# Written problem
Format the listing below as a two-column CSV with the headers "command" and "wkt". Give one row per "$ outline" line: put that line's full text in "command" and the outline text that follows it in "wkt". Quote each field, turn line breaks into spaces, and leave out the picture lines.

# Records supplied

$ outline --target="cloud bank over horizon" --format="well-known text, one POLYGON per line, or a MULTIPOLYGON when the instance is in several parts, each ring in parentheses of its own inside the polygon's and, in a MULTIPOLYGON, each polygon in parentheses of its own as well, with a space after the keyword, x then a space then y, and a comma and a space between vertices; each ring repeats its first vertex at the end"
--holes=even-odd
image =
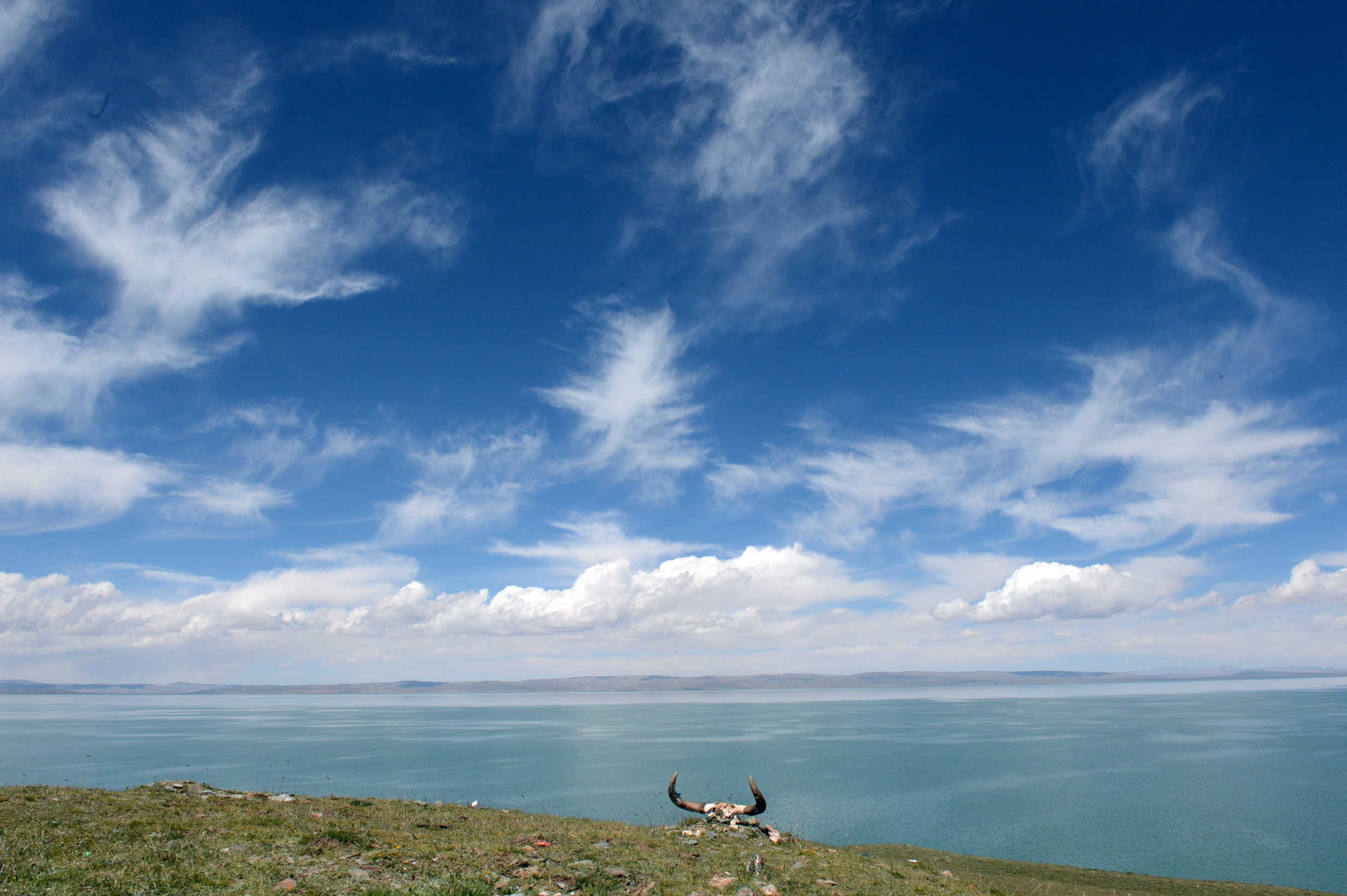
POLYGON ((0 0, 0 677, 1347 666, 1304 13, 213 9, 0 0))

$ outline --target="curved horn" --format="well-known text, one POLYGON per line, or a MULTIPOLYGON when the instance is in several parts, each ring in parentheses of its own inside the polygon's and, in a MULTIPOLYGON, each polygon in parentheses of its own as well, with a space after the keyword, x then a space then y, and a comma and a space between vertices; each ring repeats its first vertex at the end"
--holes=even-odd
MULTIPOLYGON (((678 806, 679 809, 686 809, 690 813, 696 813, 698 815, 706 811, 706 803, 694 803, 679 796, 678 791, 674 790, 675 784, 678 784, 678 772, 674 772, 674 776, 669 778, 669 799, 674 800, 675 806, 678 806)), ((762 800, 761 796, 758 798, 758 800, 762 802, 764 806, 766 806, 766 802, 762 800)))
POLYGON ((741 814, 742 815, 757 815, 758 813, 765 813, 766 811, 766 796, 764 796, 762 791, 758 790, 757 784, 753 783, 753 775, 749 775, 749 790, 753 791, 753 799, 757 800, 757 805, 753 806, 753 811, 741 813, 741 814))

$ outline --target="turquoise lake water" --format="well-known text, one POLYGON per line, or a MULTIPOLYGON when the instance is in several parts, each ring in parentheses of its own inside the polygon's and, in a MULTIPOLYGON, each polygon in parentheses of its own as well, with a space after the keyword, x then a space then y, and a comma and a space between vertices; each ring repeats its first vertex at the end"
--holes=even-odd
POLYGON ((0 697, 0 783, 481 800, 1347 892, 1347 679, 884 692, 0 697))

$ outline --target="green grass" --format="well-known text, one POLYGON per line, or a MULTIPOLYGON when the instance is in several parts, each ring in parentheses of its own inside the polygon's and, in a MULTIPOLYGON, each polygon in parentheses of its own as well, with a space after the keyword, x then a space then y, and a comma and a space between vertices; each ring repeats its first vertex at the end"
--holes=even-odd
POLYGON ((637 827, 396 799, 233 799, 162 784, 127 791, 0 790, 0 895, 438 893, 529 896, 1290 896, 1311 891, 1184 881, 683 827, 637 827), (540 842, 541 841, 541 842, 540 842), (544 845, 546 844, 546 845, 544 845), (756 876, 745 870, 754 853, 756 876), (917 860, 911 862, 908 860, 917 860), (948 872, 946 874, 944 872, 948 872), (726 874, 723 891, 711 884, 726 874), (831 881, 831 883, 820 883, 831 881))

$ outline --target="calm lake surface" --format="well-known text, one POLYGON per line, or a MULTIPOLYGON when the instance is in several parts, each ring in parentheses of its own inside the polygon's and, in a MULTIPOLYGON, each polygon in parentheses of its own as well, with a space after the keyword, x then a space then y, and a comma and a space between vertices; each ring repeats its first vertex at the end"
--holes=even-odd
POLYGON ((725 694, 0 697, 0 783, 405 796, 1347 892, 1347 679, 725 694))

# The completed task
command,wkt
"$ outline --target=""cloud bank over horizon"" --format=""well-known text, one POLYGON per line, or a MULTIPOLYGON when the instance is in several parts, each ring in parentheses of its own inside the polygon's and, in a MULTIPOLYGON, each polygon in parentheses of its own as well, with a space after the keyword, x then a space then y, and a comma and a space between vertices; each ring repeats its first vertex at the end"" --holes=even-odd image =","POLYGON ((0 0, 0 677, 1347 666, 1304 13, 213 9, 0 0))"
"$ outline --target=""curved horn"" --format=""well-known text, one POLYGON per line, or a MULTIPOLYGON when the instance is in several parts, each ring in parentheses of its own inside the polygon's and, in a MULTIPOLYGON, each polygon in parentheses of its own as well, with a space after the keyword, x then a space then y, and a comma and a space between vertices; each ring repeats its first vertex at the end"" --holes=even-odd","MULTIPOLYGON (((678 806, 679 809, 686 809, 690 813, 696 813, 698 815, 706 811, 706 803, 694 803, 679 796, 678 791, 674 790, 675 784, 678 784, 678 772, 674 772, 674 776, 669 778, 669 799, 674 800, 675 806, 678 806)), ((762 800, 761 796, 758 798, 758 800, 762 802, 764 806, 766 806, 766 802, 762 800))) POLYGON ((741 814, 742 815, 757 815, 758 813, 765 813, 766 811, 766 796, 764 796, 762 791, 758 790, 757 784, 753 783, 753 775, 749 775, 749 790, 753 791, 753 799, 757 800, 757 805, 753 806, 753 811, 741 813, 741 814))"
"$ outline --target=""turquoise lake water"" --format=""well-known text, one POLYGON per line, or a MULTIPOLYGON when the instance is in several parts, each ring in parentheses of its own inside the polygon's and, in a MULTIPOLYGON, each polygon in parentheses of its own as well, with a space after the keyword, x then a space then y, and a comma and a space between vertices; each ring repeats its first vertex at the end"" --holes=even-odd","POLYGON ((0 697, 0 783, 481 800, 1347 892, 1347 679, 884 692, 0 697))"
"$ outline --target=""green grass"" --format=""well-known text, one POLYGON per line, or a MULTIPOLYGON when the instance is in several parts, each ring in parentheses of its own inside the polygon's and, in a MULTIPOLYGON, each polygon in parentheses of its own as well, with a space after the keyword, x then a space then y, and a comma and a space between vertices; each ring repeats its first vertex at the end"" --holes=even-odd","POLYGON ((637 827, 396 799, 233 799, 162 784, 127 791, 0 790, 0 895, 438 893, 529 896, 1290 896, 1311 891, 1184 881, 683 827, 637 827), (540 842, 541 841, 541 842, 540 842), (544 845, 546 844, 546 845, 544 845), (756 876, 745 870, 754 853, 756 876), (917 860, 911 862, 908 860, 917 860), (948 872, 946 874, 944 872, 948 872), (726 874, 723 891, 711 884, 726 874), (831 881, 831 883, 820 883, 831 881))"
"$ outline --target=""calm lake surface"" --format=""well-known text, one POLYGON per line, or a MULTIPOLYGON when the instance is in several parts, each ring in parentheses of its own inside the polygon's and, in a MULTIPOLYGON, each polygon in parentheses of its own as well, with a space after the keyword, x then a space then y, and a comma and a space between vertices; each ring repeats its first vertex at the end"" --holes=even-odd","POLYGON ((725 694, 0 697, 0 783, 405 796, 1347 892, 1347 679, 725 694))"